EXTRACTED DATA:
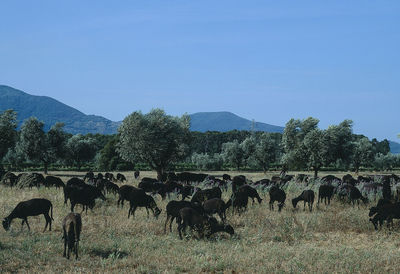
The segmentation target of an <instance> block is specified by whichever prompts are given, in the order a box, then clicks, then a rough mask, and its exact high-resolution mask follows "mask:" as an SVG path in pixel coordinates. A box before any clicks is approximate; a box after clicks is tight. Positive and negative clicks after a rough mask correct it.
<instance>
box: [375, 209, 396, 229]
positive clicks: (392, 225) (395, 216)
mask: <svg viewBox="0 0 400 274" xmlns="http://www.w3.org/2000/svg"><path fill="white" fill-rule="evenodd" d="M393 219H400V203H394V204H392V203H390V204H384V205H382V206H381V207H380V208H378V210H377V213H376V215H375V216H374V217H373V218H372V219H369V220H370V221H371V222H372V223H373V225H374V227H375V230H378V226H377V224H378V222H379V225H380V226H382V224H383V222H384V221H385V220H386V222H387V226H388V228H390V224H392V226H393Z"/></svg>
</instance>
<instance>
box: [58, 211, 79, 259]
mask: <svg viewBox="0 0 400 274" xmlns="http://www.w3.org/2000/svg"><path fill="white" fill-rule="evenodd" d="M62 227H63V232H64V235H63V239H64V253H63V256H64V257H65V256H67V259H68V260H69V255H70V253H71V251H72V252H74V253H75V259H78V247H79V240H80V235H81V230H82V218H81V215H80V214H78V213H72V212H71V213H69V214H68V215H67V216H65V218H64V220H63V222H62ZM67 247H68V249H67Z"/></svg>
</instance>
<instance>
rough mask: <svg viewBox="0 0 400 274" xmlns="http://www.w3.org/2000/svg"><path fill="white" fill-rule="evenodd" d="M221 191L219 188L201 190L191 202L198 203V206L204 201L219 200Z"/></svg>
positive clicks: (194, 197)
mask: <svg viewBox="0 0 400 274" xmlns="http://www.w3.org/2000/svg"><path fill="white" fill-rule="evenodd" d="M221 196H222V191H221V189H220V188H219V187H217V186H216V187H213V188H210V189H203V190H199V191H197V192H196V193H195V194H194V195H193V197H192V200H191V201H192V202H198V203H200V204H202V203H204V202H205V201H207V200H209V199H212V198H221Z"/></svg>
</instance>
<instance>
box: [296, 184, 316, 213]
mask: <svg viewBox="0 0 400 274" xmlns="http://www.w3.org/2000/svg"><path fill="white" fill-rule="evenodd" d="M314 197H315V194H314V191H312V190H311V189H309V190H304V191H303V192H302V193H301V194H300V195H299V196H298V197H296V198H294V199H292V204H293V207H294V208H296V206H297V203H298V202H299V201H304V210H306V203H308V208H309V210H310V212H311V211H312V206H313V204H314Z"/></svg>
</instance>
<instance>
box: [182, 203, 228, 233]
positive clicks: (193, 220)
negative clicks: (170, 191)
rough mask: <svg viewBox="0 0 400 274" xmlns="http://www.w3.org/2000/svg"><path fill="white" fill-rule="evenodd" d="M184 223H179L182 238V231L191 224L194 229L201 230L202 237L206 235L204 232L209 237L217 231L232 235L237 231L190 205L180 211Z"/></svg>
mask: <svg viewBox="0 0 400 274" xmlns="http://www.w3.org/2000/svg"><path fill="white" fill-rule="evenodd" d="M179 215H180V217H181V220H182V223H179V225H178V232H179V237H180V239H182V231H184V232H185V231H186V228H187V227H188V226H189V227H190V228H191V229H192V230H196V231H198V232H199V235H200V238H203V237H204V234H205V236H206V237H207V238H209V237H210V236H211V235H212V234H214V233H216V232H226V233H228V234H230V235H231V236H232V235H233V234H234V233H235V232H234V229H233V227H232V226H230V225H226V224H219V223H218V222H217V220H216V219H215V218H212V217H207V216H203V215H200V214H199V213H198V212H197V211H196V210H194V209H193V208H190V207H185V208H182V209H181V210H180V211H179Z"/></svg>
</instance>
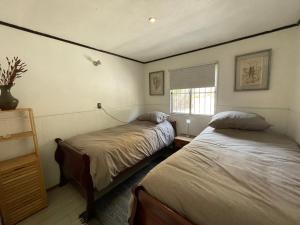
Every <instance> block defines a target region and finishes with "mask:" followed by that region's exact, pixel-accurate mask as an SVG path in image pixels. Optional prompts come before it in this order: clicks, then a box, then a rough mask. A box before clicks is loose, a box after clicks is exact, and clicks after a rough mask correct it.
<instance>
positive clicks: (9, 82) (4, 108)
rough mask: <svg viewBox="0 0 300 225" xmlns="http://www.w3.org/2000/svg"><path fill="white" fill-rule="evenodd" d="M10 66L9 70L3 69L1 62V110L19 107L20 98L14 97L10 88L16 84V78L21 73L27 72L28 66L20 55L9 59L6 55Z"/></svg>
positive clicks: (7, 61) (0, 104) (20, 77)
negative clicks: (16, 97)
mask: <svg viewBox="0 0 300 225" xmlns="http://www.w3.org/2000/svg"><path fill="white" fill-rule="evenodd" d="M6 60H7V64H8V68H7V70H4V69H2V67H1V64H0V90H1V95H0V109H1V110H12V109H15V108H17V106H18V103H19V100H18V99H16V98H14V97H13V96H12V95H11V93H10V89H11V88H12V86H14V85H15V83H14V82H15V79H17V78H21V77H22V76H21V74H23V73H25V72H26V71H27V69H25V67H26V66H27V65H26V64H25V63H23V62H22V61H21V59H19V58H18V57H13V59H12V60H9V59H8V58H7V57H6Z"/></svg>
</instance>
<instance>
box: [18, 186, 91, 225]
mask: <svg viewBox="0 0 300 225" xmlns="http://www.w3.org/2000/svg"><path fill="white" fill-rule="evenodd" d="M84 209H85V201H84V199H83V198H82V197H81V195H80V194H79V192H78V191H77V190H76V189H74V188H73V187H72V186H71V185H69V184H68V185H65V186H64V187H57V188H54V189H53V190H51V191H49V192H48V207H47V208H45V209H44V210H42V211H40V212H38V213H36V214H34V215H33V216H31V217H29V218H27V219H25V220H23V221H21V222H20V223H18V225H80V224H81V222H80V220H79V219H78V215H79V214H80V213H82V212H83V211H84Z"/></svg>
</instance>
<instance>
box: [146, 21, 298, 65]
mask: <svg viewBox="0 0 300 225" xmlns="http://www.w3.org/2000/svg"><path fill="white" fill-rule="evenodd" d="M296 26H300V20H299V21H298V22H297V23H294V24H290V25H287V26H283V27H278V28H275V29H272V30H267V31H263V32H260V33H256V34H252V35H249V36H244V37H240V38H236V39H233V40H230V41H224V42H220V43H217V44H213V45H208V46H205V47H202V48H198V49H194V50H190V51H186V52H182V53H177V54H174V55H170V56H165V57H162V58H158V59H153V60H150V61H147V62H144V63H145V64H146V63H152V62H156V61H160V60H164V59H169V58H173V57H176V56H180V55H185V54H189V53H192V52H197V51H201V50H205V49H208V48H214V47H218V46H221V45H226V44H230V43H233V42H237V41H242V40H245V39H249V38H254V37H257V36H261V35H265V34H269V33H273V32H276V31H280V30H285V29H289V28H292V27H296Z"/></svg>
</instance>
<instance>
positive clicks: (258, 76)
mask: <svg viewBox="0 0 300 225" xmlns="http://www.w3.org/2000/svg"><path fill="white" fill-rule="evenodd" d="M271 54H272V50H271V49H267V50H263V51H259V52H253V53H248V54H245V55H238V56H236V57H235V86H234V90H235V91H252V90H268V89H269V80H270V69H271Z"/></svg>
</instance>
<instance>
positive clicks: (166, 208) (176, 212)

EXERCISE AIM: Return every line of the material above that contains the string "negative", copied word for word.

RESULT FOR THIS TASK:
The segmentation target of an <instance> block is specified by whichever prompts are given, in the order a box, then clicks, then a rough mask, and its exact high-resolution mask follows "mask:" as an SVG path in pixel coordinates. A box before any clicks is approximate; a box after clicks is tight. Positive and negative clicks after a rough mask correct it.
negative clicks: (170, 191)
negative clicks: (16, 97)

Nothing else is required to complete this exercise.